WRITTEN TASK A » Translate this sentence from the FreeBSD forum thread into Spanish: "I am posting here before submitting bug report to see if others have also had issues."

SOURCE EXTRACT »
# FreeBSD 11.3 & 12.0 has broken SCSI & Networking on KVM/QEMU Q35 with OVMF



## zebity (Nov 5, 2019)

Hi FreeBSDer's,

I use FreeBSD VM's on my Ubuntu KVM / QVM Host and have recently experienced a number of issues when using 11.3 & 12.0 Releases and the SCSI disk and and Network drivers with 64-Bit Q35 VMs and OVMF (open virtual machine firmware - EFI for VM) firmware.

I am posting here before submitting bug report to see if others have also had issues.

Here is summary of issues:

FreeBSD 11.2 (on KVM / QEMU Q35 with OVMF)
SCSI disk - none work
SATA disk - works
Networking - only e1000 works

FreeBSD 11.2 (on KVM / QEMU Q35 with BIOS)
SCSI disk - works with lsisas1068 controller type
Network - only e1000 works

FreeBSD 11.3 (on KVM / QEMU Q35 with OVMF)
SCSI disk - none work
SATA disk - works
Networking - nothing works
NOTE: I also tested with custom kernel build (ie remove all  bit minimal drivers but leaving MPT/MPS & VirtIO SCSI and intel em and VirtIO Networking, still does not work

FreeBSD 12.0 (on KVM / QEMU with OVMF)

[Object position labeling entries]
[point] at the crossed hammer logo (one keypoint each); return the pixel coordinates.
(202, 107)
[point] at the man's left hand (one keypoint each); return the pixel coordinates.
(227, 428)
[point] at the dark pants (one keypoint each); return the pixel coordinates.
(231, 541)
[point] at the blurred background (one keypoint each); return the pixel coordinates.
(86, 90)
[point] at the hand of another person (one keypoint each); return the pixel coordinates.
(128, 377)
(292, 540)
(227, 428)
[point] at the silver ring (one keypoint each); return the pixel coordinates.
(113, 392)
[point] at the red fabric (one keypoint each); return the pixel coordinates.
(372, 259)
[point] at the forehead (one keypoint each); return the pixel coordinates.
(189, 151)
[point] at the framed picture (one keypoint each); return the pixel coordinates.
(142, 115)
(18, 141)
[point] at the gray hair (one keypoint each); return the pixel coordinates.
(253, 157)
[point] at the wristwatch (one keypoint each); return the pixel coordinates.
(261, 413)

---

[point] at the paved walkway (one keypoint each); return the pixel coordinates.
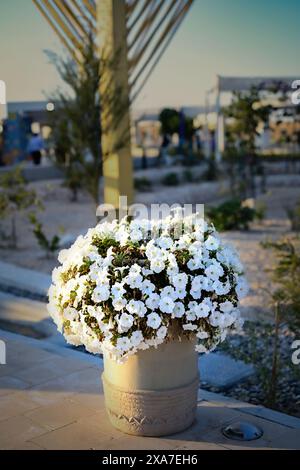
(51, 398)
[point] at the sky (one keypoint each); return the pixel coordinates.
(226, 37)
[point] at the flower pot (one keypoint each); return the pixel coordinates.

WRITTEN TASK B » Find every line in the listing that contains the word "hand", and copy each one.

WORKED ANSWER A » Publico aquí antes de enviar un informe de error para ver si otros también han tenido problemas.

WORKED ANSWER B »
[point] at the man's left hand (one keypoint each); return the pixel coordinates.
[point] at the hand of another person (one keypoint each); return the pixel coordinates.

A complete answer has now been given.